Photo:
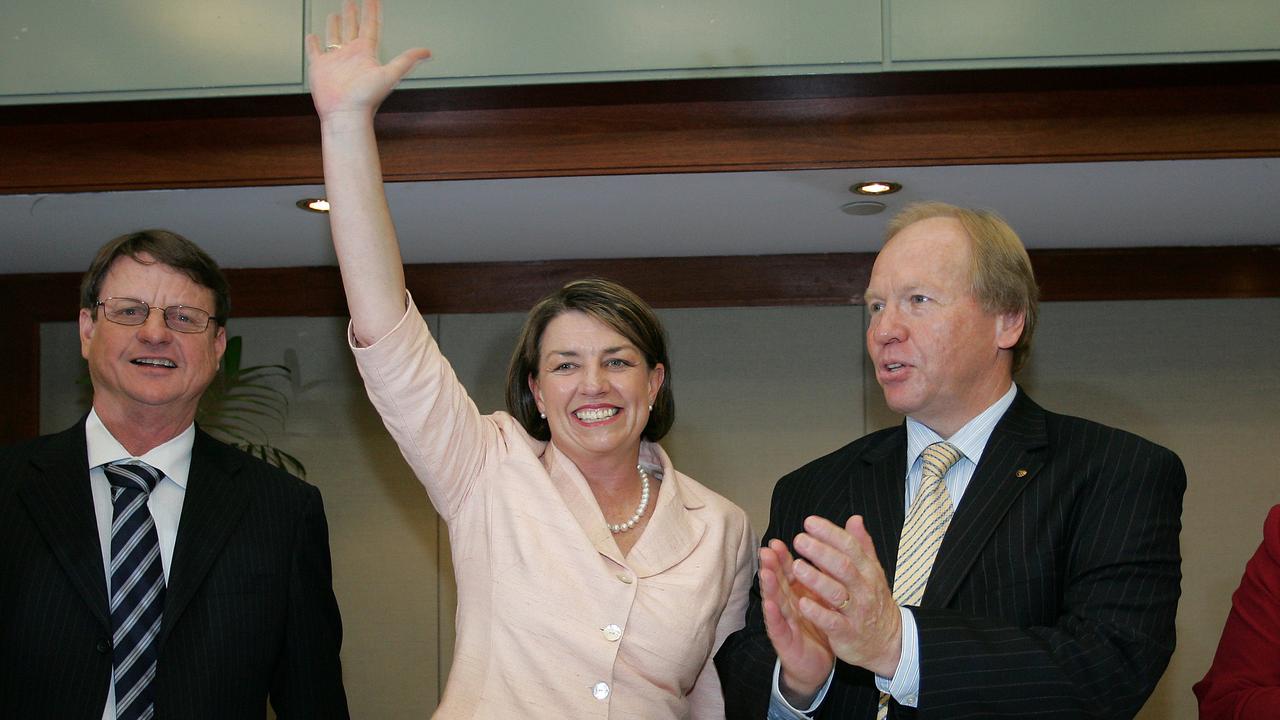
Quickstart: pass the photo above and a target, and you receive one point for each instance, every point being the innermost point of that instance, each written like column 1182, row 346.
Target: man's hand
column 344, row 74
column 803, row 650
column 848, row 598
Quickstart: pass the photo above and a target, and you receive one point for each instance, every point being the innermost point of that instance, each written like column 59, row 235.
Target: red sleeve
column 1244, row 679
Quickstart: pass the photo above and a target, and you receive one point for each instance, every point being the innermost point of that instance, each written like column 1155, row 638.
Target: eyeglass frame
column 164, row 313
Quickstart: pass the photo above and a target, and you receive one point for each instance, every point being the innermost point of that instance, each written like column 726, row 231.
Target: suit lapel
column 1013, row 458
column 883, row 496
column 216, row 496
column 60, row 502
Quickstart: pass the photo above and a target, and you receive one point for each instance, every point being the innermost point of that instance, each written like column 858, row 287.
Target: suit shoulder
column 1093, row 436
column 261, row 470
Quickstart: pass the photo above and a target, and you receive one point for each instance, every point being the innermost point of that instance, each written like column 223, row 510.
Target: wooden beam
column 935, row 118
column 664, row 282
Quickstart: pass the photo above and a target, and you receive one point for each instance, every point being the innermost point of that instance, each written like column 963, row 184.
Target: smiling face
column 938, row 356
column 149, row 372
column 594, row 387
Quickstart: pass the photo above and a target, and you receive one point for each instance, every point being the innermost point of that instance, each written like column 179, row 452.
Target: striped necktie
column 922, row 533
column 137, row 589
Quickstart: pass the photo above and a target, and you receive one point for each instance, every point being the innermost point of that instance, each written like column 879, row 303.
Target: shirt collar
column 172, row 458
column 972, row 438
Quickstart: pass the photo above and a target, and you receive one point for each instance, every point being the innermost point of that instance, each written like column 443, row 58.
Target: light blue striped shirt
column 972, row 440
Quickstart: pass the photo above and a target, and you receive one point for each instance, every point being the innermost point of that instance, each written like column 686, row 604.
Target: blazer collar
column 60, row 502
column 671, row 534
column 1015, row 454
column 882, row 497
column 218, row 493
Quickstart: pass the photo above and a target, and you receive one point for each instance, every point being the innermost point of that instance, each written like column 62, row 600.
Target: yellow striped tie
column 922, row 533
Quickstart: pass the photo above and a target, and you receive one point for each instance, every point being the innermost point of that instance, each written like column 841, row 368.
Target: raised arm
column 347, row 86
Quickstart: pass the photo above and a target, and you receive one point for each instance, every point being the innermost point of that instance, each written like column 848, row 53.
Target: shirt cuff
column 905, row 686
column 778, row 706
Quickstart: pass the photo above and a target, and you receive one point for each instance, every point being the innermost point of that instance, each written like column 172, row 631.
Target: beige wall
column 759, row 391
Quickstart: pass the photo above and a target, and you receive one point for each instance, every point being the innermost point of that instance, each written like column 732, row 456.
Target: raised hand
column 344, row 74
column 803, row 650
column 856, row 611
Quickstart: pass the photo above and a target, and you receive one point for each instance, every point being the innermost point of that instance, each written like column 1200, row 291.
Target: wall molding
column 1150, row 273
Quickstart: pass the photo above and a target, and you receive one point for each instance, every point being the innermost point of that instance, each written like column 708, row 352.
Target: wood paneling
column 937, row 118
column 664, row 282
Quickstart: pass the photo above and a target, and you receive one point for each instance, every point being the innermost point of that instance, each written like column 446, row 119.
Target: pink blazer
column 1244, row 679
column 553, row 620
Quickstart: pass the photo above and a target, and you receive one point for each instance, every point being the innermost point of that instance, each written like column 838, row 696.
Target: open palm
column 344, row 73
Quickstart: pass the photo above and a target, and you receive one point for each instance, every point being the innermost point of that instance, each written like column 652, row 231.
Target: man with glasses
column 147, row 569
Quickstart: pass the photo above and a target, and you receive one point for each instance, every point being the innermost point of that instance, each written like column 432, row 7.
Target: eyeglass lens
column 128, row 311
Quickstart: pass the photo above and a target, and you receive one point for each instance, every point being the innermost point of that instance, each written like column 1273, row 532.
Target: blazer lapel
column 883, row 495
column 216, row 496
column 1013, row 458
column 673, row 531
column 60, row 502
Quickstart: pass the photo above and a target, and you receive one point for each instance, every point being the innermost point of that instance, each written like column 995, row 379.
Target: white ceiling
column 1179, row 203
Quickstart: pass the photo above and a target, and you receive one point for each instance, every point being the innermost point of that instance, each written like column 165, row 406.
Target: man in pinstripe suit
column 1055, row 586
column 247, row 605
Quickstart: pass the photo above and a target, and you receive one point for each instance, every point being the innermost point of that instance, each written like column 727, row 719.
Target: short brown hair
column 617, row 308
column 1000, row 272
column 168, row 249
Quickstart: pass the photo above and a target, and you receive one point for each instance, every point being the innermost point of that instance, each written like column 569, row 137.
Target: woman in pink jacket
column 594, row 579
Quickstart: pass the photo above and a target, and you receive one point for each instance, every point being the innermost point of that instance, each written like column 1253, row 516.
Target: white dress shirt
column 173, row 459
column 972, row 440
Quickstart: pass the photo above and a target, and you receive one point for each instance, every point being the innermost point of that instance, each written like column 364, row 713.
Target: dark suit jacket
column 1054, row 592
column 1244, row 679
column 248, row 611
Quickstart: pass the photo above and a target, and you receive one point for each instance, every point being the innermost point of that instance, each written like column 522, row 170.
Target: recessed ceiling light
column 314, row 204
column 874, row 187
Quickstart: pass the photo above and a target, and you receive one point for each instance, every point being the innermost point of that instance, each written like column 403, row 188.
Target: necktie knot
column 938, row 458
column 133, row 475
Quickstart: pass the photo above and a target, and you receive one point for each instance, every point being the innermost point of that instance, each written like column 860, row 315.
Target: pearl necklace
column 644, row 505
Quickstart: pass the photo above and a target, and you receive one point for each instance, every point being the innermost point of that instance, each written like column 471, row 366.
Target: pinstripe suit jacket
column 1054, row 592
column 248, row 613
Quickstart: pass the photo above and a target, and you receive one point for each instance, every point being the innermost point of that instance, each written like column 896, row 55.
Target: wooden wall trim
column 938, row 118
column 666, row 282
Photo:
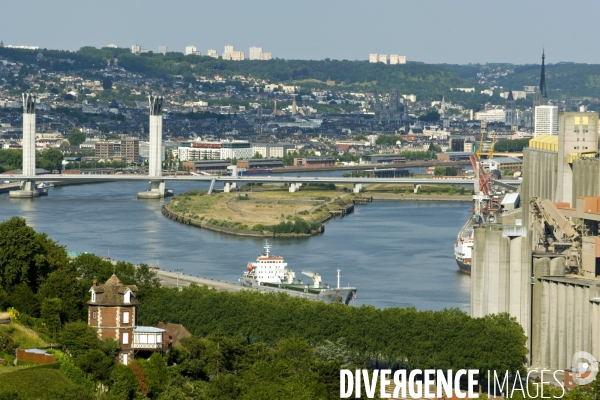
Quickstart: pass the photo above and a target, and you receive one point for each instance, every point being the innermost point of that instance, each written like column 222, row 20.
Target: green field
column 33, row 383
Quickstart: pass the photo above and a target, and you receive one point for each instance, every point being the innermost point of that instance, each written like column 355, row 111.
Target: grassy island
column 271, row 210
column 262, row 210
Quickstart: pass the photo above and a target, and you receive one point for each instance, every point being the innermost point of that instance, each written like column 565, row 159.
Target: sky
column 431, row 31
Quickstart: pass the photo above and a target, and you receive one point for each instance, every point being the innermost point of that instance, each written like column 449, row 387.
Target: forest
column 245, row 345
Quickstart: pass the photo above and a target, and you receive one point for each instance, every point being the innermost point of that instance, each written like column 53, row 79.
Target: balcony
column 149, row 338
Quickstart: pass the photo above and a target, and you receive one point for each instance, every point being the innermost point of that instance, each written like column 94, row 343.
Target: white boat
column 270, row 273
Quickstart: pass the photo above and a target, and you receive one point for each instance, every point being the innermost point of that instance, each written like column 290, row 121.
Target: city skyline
column 459, row 32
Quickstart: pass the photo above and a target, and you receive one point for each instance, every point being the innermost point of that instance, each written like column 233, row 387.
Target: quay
column 170, row 279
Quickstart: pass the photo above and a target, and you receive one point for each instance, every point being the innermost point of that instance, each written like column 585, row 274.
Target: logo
column 585, row 368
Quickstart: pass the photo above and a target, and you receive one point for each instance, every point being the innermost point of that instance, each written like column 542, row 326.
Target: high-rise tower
column 510, row 114
column 540, row 96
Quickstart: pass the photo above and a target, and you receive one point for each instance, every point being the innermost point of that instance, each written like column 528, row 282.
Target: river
column 398, row 254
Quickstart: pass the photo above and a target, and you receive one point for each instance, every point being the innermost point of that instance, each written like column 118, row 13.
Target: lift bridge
column 157, row 180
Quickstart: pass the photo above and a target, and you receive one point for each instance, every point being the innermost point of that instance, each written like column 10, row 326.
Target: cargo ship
column 463, row 248
column 270, row 273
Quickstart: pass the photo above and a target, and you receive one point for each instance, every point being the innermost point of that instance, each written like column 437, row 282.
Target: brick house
column 113, row 312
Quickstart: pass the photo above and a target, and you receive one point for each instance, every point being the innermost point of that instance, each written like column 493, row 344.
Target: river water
column 398, row 254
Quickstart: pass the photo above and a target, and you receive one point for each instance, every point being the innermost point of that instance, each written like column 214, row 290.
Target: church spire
column 543, row 88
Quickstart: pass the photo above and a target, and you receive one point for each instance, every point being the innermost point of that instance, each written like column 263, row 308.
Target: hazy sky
column 450, row 31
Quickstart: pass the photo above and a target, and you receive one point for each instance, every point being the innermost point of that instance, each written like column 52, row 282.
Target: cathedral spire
column 543, row 88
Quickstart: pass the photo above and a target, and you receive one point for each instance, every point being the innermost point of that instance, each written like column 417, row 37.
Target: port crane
column 556, row 233
column 485, row 204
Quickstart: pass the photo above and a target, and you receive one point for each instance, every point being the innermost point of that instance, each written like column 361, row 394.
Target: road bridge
column 230, row 182
column 157, row 180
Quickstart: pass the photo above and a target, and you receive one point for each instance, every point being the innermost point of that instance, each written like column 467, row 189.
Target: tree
column 435, row 147
column 107, row 83
column 50, row 315
column 124, row 382
column 62, row 284
column 50, row 159
column 96, row 363
column 78, row 338
column 76, row 137
column 27, row 256
column 23, row 299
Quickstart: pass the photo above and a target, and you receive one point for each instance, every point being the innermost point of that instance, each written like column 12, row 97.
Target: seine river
column 398, row 254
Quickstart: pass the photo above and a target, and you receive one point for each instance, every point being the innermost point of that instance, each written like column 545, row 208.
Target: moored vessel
column 44, row 185
column 270, row 273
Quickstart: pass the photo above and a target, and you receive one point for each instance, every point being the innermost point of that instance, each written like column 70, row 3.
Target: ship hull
column 463, row 267
column 332, row 295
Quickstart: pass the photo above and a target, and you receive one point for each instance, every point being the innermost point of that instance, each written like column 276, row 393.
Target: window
column 127, row 297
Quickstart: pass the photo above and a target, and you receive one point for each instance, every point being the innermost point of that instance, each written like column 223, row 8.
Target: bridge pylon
column 28, row 189
column 157, row 187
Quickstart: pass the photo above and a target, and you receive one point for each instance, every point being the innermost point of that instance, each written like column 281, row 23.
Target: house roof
column 175, row 331
column 112, row 293
column 148, row 329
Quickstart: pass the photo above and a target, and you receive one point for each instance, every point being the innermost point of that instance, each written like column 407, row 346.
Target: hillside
column 564, row 80
column 424, row 79
column 34, row 383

————————

▶ [Aim of the task] Reproduce word for word the material above, starting with the line that has "Target: smiling face" and stopping after the line that has "179, row 452.".

▶ [Response box]
Target: smiling face
column 938, row 356
column 149, row 372
column 594, row 387
Quickstart: pass the photo above and a target, and you receive one point for each instance, every point being the innermost point of that instance, each written like column 179, row 452.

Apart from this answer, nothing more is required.